[Opening The data section]
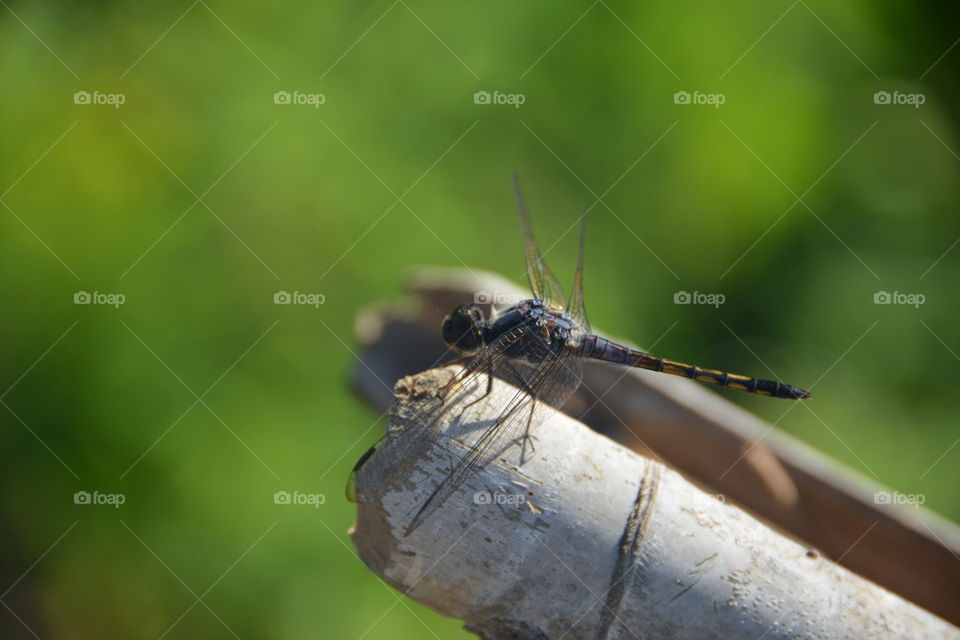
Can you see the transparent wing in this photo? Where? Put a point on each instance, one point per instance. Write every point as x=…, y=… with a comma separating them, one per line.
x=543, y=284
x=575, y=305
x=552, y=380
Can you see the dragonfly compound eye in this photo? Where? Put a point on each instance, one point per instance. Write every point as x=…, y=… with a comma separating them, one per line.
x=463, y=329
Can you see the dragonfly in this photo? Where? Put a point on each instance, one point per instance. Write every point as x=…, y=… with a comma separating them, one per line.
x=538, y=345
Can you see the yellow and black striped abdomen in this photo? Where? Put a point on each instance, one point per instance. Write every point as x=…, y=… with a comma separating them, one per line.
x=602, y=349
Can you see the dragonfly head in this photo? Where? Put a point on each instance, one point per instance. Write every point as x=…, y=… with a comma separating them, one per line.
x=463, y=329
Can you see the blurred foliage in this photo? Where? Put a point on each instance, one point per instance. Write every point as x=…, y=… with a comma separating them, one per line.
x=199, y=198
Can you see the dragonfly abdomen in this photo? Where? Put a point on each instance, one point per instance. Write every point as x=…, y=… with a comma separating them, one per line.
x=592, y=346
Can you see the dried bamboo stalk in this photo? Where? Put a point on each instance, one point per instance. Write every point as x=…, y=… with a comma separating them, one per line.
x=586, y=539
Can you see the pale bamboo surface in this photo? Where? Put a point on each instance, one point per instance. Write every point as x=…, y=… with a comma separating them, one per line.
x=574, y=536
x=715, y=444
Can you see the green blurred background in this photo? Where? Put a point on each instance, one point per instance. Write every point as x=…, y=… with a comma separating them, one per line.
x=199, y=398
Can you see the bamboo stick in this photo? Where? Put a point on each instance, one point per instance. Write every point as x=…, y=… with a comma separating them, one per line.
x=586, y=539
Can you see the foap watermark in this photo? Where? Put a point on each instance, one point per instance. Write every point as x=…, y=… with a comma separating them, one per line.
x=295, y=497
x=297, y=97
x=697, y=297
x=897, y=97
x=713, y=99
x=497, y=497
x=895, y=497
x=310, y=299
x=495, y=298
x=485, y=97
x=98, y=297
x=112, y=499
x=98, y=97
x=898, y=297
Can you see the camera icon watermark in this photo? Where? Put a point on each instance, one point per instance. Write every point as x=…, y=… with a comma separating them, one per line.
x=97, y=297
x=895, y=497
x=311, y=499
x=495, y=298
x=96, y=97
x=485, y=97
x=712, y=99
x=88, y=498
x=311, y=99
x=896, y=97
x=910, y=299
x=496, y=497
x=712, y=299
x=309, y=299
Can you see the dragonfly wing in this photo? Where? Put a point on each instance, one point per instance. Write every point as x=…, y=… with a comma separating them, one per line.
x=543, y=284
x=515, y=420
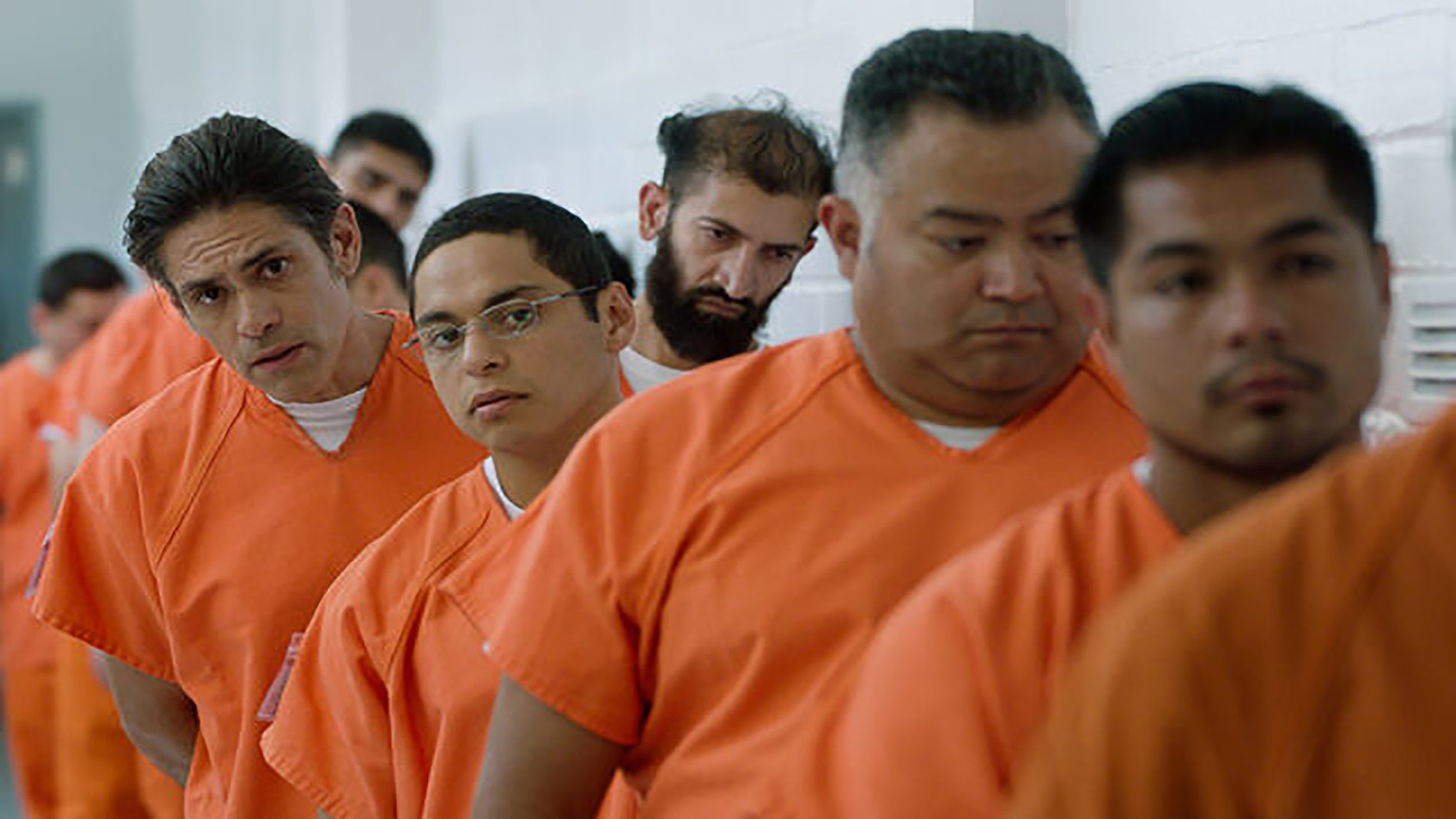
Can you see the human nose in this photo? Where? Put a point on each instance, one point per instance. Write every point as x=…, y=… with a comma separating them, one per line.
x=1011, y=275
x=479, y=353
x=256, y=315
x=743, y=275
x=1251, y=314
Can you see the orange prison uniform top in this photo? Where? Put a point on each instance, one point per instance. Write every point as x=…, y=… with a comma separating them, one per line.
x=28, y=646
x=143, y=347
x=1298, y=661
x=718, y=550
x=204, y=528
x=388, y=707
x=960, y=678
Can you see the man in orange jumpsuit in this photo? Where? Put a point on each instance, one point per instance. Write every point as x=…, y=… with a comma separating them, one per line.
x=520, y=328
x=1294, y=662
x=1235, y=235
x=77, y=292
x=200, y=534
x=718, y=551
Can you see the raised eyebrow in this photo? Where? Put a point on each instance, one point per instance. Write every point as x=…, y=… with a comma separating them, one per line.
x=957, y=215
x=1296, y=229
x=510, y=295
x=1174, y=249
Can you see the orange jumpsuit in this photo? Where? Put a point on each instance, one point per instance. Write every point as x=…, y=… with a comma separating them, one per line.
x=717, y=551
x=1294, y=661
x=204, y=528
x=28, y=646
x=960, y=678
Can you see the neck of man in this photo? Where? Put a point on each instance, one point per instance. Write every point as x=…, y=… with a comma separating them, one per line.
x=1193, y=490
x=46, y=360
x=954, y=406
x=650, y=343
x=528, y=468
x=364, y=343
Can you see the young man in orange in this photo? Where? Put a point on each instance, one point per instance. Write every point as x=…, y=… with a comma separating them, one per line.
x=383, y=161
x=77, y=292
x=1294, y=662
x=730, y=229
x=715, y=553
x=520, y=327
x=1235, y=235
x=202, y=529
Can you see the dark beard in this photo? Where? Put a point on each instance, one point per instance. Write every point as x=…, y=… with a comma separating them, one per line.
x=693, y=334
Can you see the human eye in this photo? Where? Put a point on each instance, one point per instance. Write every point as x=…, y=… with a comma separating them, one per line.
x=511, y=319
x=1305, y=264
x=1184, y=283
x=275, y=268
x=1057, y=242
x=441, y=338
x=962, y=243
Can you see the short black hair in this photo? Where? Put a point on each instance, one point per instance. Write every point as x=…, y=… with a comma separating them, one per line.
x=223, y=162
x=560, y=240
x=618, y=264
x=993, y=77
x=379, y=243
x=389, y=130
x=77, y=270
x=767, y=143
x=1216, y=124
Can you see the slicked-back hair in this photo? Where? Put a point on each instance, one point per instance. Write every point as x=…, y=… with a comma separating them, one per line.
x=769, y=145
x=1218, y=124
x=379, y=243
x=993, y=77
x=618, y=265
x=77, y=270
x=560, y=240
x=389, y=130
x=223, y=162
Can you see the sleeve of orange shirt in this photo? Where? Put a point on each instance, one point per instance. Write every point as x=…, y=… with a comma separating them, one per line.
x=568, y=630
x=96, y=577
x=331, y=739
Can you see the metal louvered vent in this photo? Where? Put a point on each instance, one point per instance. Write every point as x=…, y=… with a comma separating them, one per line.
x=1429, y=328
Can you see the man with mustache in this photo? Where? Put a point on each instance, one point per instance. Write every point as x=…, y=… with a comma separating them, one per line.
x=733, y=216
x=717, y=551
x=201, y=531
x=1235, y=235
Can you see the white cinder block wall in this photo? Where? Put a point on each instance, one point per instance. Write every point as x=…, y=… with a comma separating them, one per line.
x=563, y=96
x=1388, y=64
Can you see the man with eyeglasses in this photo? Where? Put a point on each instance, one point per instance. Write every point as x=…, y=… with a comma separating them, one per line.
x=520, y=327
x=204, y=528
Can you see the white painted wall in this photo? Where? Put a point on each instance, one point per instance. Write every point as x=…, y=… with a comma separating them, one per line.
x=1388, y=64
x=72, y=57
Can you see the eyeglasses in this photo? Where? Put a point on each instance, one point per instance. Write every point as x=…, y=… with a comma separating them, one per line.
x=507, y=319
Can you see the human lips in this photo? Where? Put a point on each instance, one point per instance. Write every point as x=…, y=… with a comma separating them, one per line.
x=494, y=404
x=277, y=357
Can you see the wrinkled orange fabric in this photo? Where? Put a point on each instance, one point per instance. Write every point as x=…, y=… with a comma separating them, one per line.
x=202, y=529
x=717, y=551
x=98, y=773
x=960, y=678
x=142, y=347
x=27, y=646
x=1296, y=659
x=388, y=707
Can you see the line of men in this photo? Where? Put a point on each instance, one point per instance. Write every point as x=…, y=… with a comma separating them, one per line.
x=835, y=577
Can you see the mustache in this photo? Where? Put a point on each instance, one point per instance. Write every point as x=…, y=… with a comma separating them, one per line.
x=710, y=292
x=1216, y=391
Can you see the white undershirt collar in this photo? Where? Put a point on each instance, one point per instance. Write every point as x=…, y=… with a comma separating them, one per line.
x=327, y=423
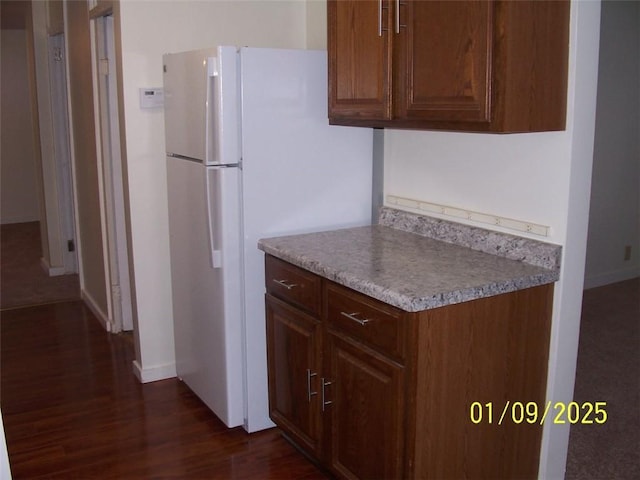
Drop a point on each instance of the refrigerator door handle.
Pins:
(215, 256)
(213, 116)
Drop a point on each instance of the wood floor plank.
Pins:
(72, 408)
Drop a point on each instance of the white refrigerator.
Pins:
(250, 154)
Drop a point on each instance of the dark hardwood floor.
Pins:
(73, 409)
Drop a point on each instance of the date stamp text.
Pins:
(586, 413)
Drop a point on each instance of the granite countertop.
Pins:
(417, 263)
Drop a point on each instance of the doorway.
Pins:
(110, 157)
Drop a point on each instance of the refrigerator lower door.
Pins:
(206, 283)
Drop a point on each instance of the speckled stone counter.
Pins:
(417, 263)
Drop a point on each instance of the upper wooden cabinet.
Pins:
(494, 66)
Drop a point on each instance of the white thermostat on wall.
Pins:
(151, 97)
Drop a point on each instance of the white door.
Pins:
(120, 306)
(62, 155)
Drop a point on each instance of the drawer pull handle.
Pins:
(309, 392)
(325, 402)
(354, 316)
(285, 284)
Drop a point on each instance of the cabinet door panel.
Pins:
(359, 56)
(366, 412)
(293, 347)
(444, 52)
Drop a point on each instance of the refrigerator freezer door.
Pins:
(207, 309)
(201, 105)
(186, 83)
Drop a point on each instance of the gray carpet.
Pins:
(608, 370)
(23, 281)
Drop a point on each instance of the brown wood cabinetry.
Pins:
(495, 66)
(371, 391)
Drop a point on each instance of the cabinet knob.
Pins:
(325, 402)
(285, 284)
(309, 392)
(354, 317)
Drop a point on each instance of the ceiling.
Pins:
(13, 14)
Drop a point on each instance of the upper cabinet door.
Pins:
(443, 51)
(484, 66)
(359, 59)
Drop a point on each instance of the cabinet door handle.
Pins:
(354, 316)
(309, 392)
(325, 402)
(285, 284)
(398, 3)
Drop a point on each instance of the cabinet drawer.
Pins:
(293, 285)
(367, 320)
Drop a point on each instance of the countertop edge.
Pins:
[Closing The data section]
Work through the records above and count the lines that hold the string "refrigerator". Please give only that figure.

## Answer box
4